#### Provided passage

If you’re looking to make big profits in the energy sector, renewable energy stocks are the best choice; here are 2 aggressive ways to play the sector, notes Timothy Lutts, editor of Cabot Stock of the Week.

Plug Power (PLUG) is a stock I’ve known since 2000, when it was one of the tech stocks that flew to giddy heights in the final phase of the dot-com bubble — and then crash-landed.

Basically, it was ahead of its time. The stock had another strong run in 2013 — but that too was followed by years of retrenching, and now here we are again, with PLUG strong technically and, hopefully, strong financially as well.

To be clear, Plug Power is not a dot-com stock; its technology is based on fuel cells, which use hydrogen today to generate electricity in the harshest off-grid environments, which power electric industrial vehicles like forklifts, and which will soon be powering on-road vehicles as well — as the hydrogen market develops.

By the end of 2020, the firm expects to have shipped 40,000 fuel cells, to have more than 100 fueling stations, and to be through-putting more than 40 tons of hydrogen per day.

Financially, the company has not yet turned profitable, and there are no profits visible in the year ahead, but 2019 saw revenues of $230 million, up 28% from the year before and 2020 should see revenues of $335 million, up 46% from last year.

As for the stock, it’s hot, hitting new highs. Given its history, there’s reason to be leery of PLUG, but I wouldn’t argue with the stock today.

########
#### Source data

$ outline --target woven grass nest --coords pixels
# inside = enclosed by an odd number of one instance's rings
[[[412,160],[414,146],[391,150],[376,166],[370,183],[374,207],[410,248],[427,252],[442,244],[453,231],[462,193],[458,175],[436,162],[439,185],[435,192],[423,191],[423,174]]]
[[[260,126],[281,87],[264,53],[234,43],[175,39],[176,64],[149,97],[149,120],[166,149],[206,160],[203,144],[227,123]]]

########

→ Complete the following:
• A. Write out the part of the Plug Power article that begins at the words "By the end of" and ends after the words "hydrogen per day.".
• B. Using the Plug Power article, answer each question on its own line:
(i) Since what year has the writer known Plug Power?
(ii) How many fuel cells does the firm expect to have shipped by the end of 2020?
(iii) What were the company's revenues in 2019?
• C. Proceed with the Plug Power article, starting right after its final sentence.

→ Responses by task:
• A.
By the end of 2020, the firm expects to have shipped 40,000 fuel cells, to have more than 100 fueling stations, and to be through-putting more than 40 tons of hydrogen per day.

• B.
(i) 2000
(ii) 40,000
(iii) $230 million

• C.
Bloom Energy (BE) is a fuel cell stocks. These cells generate electricity from natural gas, biogas or hydrogen to provide highly reliable on-site power to liberate businesses (like Walmart, Ikea, Oracle and eBay) from unreliable electric grids.

Bloom’s solid oxide fuel cells are designed as server modules, which are linked together to create a power system that’s as large or small as the customer desires.

At present electricity from such a system is still more expensive than grid power; reliability and low emissions are the attractions. But within the next decade, management expects price parity. And before then, the marine market may take off.

In late June, management disclosed a partnership with Samsung Heavy Industries, which is the world’s third-biggest shipbuilder, to provide power plants for ships (which would help comply with the International Maritime Organization’s mandate to meet emissions reduction targets by 2050).

Revenues in 2019 were $930 million, up 26% from the year before, and are expected to grow to $943 million this year. Earnings are not in sight yet, but the stock has been gaining strength and just recently broke out to a new high  so it can be bought here, too.